WRITTEN TASK: Without the pictures, can you quote each line below exactly?

TASK INPUT:
## BEGIN

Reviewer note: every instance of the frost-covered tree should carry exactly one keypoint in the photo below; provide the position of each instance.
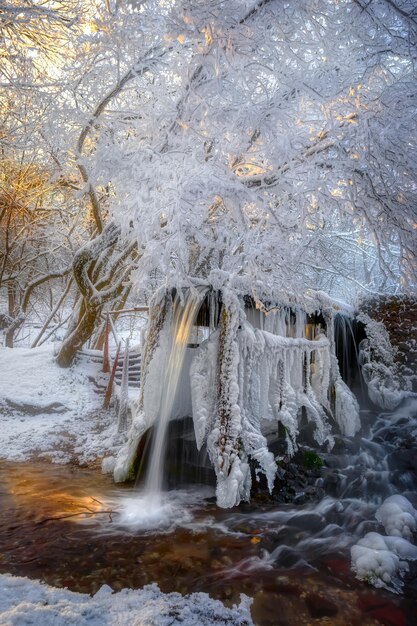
(262, 143)
(269, 133)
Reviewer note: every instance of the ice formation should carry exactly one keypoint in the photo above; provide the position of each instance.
(254, 371)
(377, 359)
(398, 516)
(383, 560)
(264, 377)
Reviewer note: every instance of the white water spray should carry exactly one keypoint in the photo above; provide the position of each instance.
(183, 317)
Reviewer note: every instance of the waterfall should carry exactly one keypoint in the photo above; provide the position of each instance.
(184, 313)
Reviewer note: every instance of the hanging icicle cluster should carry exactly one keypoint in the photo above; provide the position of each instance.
(263, 377)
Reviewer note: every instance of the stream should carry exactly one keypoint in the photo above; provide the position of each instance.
(72, 527)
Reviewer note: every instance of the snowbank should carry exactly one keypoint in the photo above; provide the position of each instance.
(398, 517)
(383, 560)
(24, 602)
(48, 411)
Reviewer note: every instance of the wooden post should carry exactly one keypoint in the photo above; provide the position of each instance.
(109, 389)
(106, 360)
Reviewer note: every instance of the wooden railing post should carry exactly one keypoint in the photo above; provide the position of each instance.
(109, 389)
(106, 359)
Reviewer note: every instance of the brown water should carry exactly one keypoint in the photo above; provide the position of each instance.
(59, 524)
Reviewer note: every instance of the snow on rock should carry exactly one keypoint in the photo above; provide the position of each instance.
(382, 560)
(24, 602)
(49, 411)
(398, 517)
(377, 358)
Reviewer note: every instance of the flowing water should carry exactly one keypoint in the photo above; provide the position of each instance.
(151, 507)
(64, 525)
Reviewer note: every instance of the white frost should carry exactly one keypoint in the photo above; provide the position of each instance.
(398, 517)
(24, 602)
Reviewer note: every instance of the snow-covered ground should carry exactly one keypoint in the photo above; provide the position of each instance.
(24, 603)
(54, 413)
(50, 412)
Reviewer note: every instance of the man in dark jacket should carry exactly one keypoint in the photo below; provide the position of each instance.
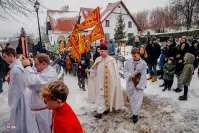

## END

SOLUTION TO THIS PROBLEM:
Reviewer note: every instance of the frost-covered tree should carry exactly one keypoint in the photo below; provide the position of each instance.
(262, 143)
(269, 133)
Reviewer note: every instance of the ice formation should carry exactly one keypoint in the photo above; provide the position of each instance.
(254, 371)
(377, 359)
(398, 516)
(383, 560)
(264, 377)
Reviewer note: every instance of the white water spray should carry exactly one keypoint in the photo above; provide the position of each instance.
(183, 317)
Reviewer note: every instance of the waterfall should carry exactly one keypoint in the photo above; provide the position of each instance.
(184, 313)
Reviewer note: every instance of the hanging icicle cluster should carry exactly one keypoint in the photo above; provide the position of each instance.
(263, 377)
Reviewer note: every instance of the stream should carry exactly one keypoint in the photo above; provide the position of each instance.
(72, 527)
Reviewer note: every instance of the snowbank should carry exactly one keypoint in the photo above; provide the position of each instance.
(398, 517)
(383, 560)
(24, 602)
(48, 411)
Reviewer note: every instance of the wooden post should carry exactly one keypoint in the photo above; provide the position of each instance.
(109, 389)
(106, 360)
Reviewer note: every instance of the wooden railing post should carry exactly one keypoint in the photo above; provide the position of each instance.
(109, 389)
(106, 359)
Reviewer note: every instance of the brown water should carry exactly one keypoint in the photo above; provide the position of each instance.
(59, 524)
Reviewer note: every instance of the snow on rock should carry exactly one keypoint in the photo above; provide the position of each instance.
(382, 560)
(24, 602)
(49, 411)
(398, 517)
(377, 358)
Reviewer note: every instance of the flowing water should carry exactly one keypoint in the photo above; provide the position of each instance.
(151, 507)
(64, 525)
Reviewer note: every instance of the white frost should carry exactly one keypoint in the photo above; provide the position of each instance.
(398, 517)
(24, 602)
Reviewer note: every instance of the snow-covered ground should carry exactly one keypoint in the photo above; provide the position of each instance.
(24, 603)
(54, 413)
(50, 412)
Reviewer note: every instance of the man in dark jacket should carry exactly one keypoint in the photo below; provide the position of each instance.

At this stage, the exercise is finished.